TEXTE SUPPORT:
AL– Oui. Je me suis éloigné de l’esthétique du saxophone classique depuis un bon moment déjà. Cette quête d’un son personnel et spécifique m’a conduit à travailler sur les becs et les anches. Pour cette aventure avec l’harmonica, j’ai finalement porté mon choix sur le bec métal Lebayle 7 et sur les anches D’Addario Select Jazz (2 Hard y/o 3 soft). Après avoir été initié par Thierry, nous avons cherché ensemble le bon équilibre entre le saxophone alto et l’harmonica, au point que Thierry en commande un nouveau, spécialement pour cette occasion.
TL– Il faut dire qu’il n’y a pas de luthier dédié à Bordeaux. Un peu avant le temps des enregistrements, j’ai rencontré un problème technique sur l’harmonica que je comptais utiliser. Il n’y avait pas d’autre solution que d’en commander un autre par correspondance chez un spécialiste à Paris. L’enregistrement de l’album Rhumbango a été son baptême.
Vous avez enregistré au studio Cryogène-Prod : comment s’est fait le choix du studio ?

QUESTIONS DE COMPRÉHENSION:
a) Pour chaque affirmation, répondez par oui ou par non selon l'entretien, puis citez les mots qui le justifient : (i) le bec retenu pour le saxophone est un bec métal Lebayle 7 ; (ii) Bordeaux compte un luthier dédié ; (iii) le nouvel harmonica a été commandé chez un spécialiste à Lyon.
b) D'après l'entretien, l'enregistrement de quel album a servi de baptême au nouvel harmonica ?
Les entrées constituent un matériau indépendant de l'entretien.

ENTRÉES DU CORPUS:
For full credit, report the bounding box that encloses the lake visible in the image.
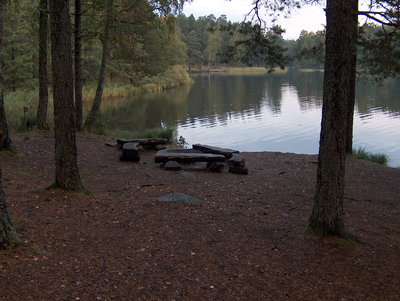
[103,71,400,167]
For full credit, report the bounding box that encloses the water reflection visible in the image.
[103,71,400,166]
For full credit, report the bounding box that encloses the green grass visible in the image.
[4,65,192,134]
[353,147,389,165]
[92,123,176,142]
[226,67,287,74]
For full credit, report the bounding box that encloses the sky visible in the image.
[183,0,326,39]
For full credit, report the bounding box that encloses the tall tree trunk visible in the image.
[308,0,358,236]
[346,4,358,154]
[0,0,16,248]
[36,0,49,129]
[75,0,83,131]
[85,0,114,128]
[0,165,17,249]
[0,0,12,150]
[50,0,82,190]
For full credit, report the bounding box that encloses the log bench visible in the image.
[154,148,225,163]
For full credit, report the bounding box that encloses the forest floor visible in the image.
[0,132,400,301]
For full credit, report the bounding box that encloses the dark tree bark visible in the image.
[36,0,49,129]
[85,0,114,128]
[74,0,83,131]
[0,0,12,150]
[308,0,358,236]
[0,165,17,249]
[0,0,17,248]
[50,0,82,190]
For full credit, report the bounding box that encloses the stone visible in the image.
[180,172,196,180]
[154,144,167,151]
[117,138,168,149]
[207,162,225,172]
[228,153,246,167]
[163,161,182,171]
[157,193,200,205]
[193,144,239,159]
[106,142,118,147]
[229,166,249,175]
[120,142,140,162]
[117,138,130,148]
[154,150,225,163]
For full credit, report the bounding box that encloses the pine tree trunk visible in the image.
[308,0,357,236]
[36,0,49,129]
[0,165,17,249]
[85,0,114,128]
[75,0,83,131]
[0,0,12,150]
[346,0,358,154]
[0,0,17,249]
[50,0,82,190]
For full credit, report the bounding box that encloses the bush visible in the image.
[353,147,389,165]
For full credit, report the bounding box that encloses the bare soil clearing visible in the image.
[0,132,400,301]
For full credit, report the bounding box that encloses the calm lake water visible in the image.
[103,71,400,167]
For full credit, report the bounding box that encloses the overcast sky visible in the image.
[183,0,326,39]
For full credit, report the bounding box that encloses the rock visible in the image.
[117,138,168,149]
[229,166,249,175]
[106,142,118,147]
[154,144,167,151]
[154,150,225,163]
[157,193,200,205]
[163,161,182,170]
[180,172,196,180]
[228,153,246,167]
[120,142,140,162]
[159,148,202,154]
[117,138,130,148]
[207,162,225,172]
[193,144,239,158]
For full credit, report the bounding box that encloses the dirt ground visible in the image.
[0,133,400,301]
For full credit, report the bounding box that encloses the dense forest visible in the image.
[0,0,400,250]
[3,0,398,95]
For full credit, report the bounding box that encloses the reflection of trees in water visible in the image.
[356,78,400,116]
[288,70,324,111]
[101,86,190,131]
[98,71,400,131]
[188,75,265,124]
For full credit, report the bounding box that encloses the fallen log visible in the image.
[193,144,239,159]
[117,138,168,148]
[120,142,140,162]
[154,150,225,163]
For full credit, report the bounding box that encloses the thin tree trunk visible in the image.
[36,0,49,129]
[308,0,358,236]
[50,0,83,190]
[75,0,83,131]
[0,0,17,249]
[0,0,12,150]
[0,165,17,249]
[346,5,358,154]
[85,0,114,128]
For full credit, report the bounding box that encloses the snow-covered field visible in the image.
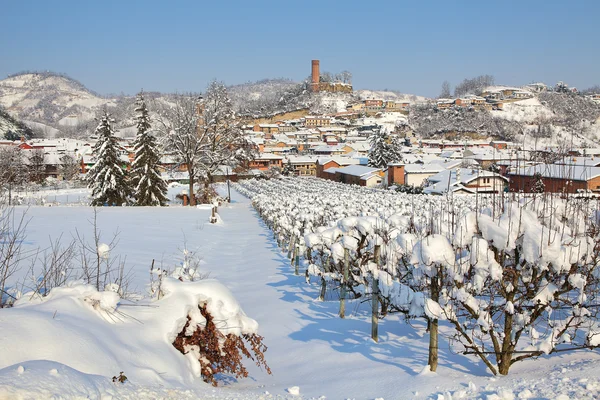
[0,185,600,399]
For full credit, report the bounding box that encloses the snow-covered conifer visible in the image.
[87,112,129,206]
[369,129,402,168]
[531,172,546,193]
[131,93,168,206]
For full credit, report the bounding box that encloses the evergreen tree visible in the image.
[87,111,129,206]
[531,172,546,193]
[369,129,402,168]
[281,160,294,176]
[131,93,168,206]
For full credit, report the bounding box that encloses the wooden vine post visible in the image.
[371,245,381,343]
[340,249,350,318]
[294,244,300,275]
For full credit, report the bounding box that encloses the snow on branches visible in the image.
[131,93,168,206]
[238,178,600,375]
[87,112,130,206]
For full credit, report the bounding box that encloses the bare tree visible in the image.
[198,81,254,201]
[340,71,352,84]
[27,149,46,183]
[0,146,26,205]
[438,81,452,99]
[454,75,494,97]
[0,207,29,308]
[155,93,205,206]
[59,154,81,181]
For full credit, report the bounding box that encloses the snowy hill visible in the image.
[409,87,600,148]
[356,89,429,103]
[0,107,33,140]
[0,73,115,128]
[229,79,357,117]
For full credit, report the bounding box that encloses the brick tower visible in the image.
[311,60,320,92]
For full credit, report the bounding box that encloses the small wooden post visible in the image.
[288,234,296,260]
[371,245,381,343]
[340,249,350,318]
[210,206,217,224]
[294,244,300,275]
[318,276,327,301]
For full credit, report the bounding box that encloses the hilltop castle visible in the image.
[310,60,352,93]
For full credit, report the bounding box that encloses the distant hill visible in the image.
[408,88,600,148]
[0,72,115,128]
[0,107,34,140]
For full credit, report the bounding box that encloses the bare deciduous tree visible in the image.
[0,146,26,205]
[438,81,452,99]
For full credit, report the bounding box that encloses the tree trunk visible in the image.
[428,319,438,372]
[428,267,440,372]
[188,168,196,207]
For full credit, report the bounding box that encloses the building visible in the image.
[325,165,383,187]
[423,168,508,195]
[316,157,360,180]
[387,163,405,186]
[248,153,283,171]
[509,164,600,193]
[310,60,352,93]
[304,115,331,128]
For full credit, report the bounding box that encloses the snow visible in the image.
[0,188,600,399]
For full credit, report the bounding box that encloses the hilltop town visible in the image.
[0,60,600,198]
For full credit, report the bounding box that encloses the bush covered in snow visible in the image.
[409,104,523,140]
[238,178,600,374]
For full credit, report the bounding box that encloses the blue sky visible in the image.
[0,0,600,96]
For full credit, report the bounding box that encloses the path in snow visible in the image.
[0,188,600,400]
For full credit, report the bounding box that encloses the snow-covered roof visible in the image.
[423,168,508,194]
[555,156,600,167]
[338,165,381,177]
[314,143,346,153]
[511,164,600,181]
[404,164,446,174]
[319,156,361,165]
[254,153,283,160]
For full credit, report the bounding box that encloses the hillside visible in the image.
[409,92,600,148]
[0,107,34,140]
[0,72,115,128]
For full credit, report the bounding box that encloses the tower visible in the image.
[311,60,320,92]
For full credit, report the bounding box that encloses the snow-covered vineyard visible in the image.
[0,182,600,400]
[239,178,600,374]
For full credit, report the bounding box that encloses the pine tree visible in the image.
[131,93,168,206]
[86,111,129,206]
[531,172,546,193]
[369,129,402,168]
[281,160,294,176]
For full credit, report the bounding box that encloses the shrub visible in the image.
[173,304,271,386]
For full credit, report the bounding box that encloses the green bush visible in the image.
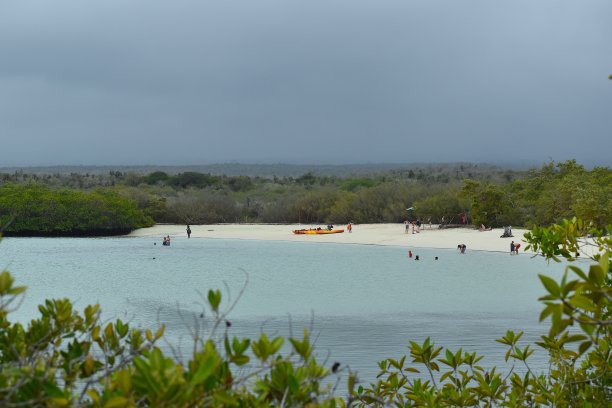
[0,184,153,236]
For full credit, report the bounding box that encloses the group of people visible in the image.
[404,218,422,234]
[162,225,191,246]
[408,250,438,261]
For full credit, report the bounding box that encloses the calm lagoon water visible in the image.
[0,237,563,382]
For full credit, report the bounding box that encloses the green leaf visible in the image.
[104,397,130,408]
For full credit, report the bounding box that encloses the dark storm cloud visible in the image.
[0,0,612,165]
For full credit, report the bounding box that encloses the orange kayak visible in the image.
[293,228,344,235]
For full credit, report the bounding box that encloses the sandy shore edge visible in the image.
[128,224,527,252]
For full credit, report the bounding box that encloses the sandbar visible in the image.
[129,224,527,253]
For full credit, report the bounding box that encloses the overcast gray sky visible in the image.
[0,0,612,167]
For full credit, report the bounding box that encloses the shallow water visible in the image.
[0,237,563,382]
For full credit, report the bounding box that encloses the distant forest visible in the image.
[0,160,612,234]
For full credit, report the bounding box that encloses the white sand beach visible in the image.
[129,224,527,252]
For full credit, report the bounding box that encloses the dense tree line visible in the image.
[0,184,154,236]
[0,161,612,231]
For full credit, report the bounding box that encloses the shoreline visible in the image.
[125,224,528,252]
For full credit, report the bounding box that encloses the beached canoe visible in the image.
[293,228,344,235]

CORRIGÉ DES EXERCICES:
a)
(i) Oui : « j’ai finalement porté mon choix sur le bec métal Lebayle 7 ».
(ii) Non : « il n’y a pas de luthier dédié à Bordeaux ».
(iii) Non : « d’en commander un autre par correspondance chez un spécialiste à Paris ».

b) L'album Rhumbango.